- [TASK GOAL]:
Rewrite the stretch of the listing from the line containing "row of trees." through the end of the listing, keeping every request line, and multiply each x and y coordinate in the answers by 0.3, rounding to whole numbers with halves rounded up. Return only those lines.

--- START ROWS ---

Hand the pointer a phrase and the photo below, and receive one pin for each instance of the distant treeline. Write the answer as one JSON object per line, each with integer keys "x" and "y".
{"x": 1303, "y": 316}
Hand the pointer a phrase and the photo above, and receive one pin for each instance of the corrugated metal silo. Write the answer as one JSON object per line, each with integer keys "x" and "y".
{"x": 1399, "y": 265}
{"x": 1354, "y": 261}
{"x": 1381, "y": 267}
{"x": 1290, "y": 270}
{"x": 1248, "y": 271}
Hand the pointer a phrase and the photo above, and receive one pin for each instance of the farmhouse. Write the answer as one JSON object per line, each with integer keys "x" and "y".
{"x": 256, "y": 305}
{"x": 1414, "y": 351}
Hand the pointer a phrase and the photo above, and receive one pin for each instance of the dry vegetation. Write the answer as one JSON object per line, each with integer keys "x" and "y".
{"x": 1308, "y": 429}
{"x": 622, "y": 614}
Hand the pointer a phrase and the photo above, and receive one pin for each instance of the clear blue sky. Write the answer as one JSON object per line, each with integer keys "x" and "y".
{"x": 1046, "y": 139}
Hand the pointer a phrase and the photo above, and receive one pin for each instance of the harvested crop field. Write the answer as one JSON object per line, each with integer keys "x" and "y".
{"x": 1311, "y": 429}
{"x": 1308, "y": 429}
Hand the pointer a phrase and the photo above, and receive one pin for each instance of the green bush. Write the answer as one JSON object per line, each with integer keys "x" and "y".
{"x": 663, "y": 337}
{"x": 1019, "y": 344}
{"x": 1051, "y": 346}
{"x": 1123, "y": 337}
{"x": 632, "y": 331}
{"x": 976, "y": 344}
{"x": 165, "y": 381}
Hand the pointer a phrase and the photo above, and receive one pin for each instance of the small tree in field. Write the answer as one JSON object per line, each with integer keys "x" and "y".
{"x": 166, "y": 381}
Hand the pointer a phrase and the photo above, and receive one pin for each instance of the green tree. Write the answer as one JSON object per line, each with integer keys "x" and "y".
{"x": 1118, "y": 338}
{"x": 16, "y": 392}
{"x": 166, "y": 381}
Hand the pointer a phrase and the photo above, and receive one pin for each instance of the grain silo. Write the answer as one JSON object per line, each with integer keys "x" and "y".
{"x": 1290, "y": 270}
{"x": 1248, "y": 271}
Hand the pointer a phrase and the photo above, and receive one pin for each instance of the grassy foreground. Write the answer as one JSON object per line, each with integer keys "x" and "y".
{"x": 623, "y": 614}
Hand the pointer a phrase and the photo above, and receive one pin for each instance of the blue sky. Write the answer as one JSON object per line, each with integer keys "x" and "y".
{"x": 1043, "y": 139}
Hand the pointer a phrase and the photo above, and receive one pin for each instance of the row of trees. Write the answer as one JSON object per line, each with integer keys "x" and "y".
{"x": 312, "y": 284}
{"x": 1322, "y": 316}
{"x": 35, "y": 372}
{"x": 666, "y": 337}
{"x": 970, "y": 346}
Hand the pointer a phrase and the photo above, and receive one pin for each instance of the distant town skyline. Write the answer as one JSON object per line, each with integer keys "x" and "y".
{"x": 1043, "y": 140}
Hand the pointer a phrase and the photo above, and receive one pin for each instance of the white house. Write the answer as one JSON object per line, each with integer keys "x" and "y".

--- END ROWS ---

- [WRITTEN SOLUTION]:
Hand the pointer a phrase and the photo above, and receive one pin for each instance of the row of trees. Write the answer as one JSON object per line, each with integer keys "x" and "y".
{"x": 94, "y": 85}
{"x": 397, "y": 95}
{"x": 11, "y": 112}
{"x": 200, "y": 101}
{"x": 291, "y": 104}
Hand the pointer a phrase and the photo above, and receive one pin for each instance of the distant town skyline. Write the answer as one JSON object per line, each with integer keys "x" and "y".
{"x": 313, "y": 42}
Hand the pointer a phrase and the photo above, and receive one pin for each instance of the white house. Write the answer as one JSON object per line, each with integer keys "x" and "y".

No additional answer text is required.